→ **Text to read**
===

All of lore.kernel.org
 help / color / mirror / Atom feed
From: Hanna Reitz <hreitz@redhat.com>
To: Emanuele Giuseppe Esposito <eesposit@redhat.com>, qemu-block@nongnu.org
Cc: "Kevin Wolf" <kwolf@redhat.com>, "Fam Zheng" <fam@euphon.net>,
	"Vladimir Sementsov-Ogievskiy" <vsementsov@virtuozzo.com>,
	"Daniel P. Berrangé" <berrange@redhat.com>,
	"Eduardo Habkost" <ehabkost@redhat.com>,
	"Juan Quintela" <quintela@redhat.com>,
	qemu-devel@nongnu.org, "John Snow" <jsnow@redhat.com>,
	"Richard Henderson" <richard.henderson@linaro.org>,
	"Markus Armbruster" <armbru@redhat.com>,
	"Dr. David Alan Gilbert" <dgilbert@redhat.com>,
	"Stefan Hajnoczi" <stefanha@redhat.com>,
	"Paolo Bonzini" <pbonzini@redhat.com>,
	"Eric Blake" <eblake@redhat.com>
Subject: Re: [PATCH v4 19/25] block_int-common.h: split function pointers in BlockDriver
Date: Mon, 15 Nov 2021 13:00:07 +0100	[thread overview]
Message-ID: <619cd983-4339-f70d-af25-678f5a7ebd83@redhat.com> (raw)

===

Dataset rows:
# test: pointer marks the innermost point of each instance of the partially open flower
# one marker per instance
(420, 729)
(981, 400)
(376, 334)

===

→ **Written instruction**
Answer these from the email header at the top of the page:
(a) Who sent the message?
(b) On what date was it sent?
(c) Which header file does the subject line name?

→ **Solution to this exercise**
(a) Hanna Reitz
(b) Monday, 15 November 2021
(c) block_int-common.h